#### INSTRUCTION
Locate each line in the data below that contains the string "nostril", and copy those lines.

#### DATASET EXCERPTS
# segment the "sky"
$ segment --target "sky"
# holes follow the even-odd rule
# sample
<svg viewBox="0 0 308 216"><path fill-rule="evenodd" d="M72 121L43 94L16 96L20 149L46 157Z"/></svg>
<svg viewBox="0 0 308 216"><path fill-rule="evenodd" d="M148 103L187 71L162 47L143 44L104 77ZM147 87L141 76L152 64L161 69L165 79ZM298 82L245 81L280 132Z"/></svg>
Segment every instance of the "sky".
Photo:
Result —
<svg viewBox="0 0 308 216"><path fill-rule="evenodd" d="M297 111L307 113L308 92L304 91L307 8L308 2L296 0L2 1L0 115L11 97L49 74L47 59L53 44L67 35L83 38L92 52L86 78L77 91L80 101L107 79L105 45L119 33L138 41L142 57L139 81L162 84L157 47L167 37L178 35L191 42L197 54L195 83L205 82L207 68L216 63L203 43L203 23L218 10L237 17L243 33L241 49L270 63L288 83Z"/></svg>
---
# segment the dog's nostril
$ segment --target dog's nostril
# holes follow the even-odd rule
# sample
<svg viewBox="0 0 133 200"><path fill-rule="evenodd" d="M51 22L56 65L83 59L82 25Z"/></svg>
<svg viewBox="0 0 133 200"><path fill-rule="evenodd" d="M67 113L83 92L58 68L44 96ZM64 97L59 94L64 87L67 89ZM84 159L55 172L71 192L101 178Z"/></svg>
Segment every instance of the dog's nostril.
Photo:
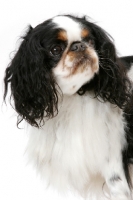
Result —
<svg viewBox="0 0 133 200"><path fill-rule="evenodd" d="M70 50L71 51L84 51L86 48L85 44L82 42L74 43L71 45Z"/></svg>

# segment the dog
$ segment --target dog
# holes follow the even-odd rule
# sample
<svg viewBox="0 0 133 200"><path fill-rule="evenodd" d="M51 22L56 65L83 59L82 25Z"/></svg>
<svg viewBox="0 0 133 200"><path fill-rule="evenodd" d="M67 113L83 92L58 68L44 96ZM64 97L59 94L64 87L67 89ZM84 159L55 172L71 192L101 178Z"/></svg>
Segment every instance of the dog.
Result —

#### RIGHT ANSWER
# segment the dog's nostril
$ segment --target dog's nostril
Segment every instance of the dog's nostril.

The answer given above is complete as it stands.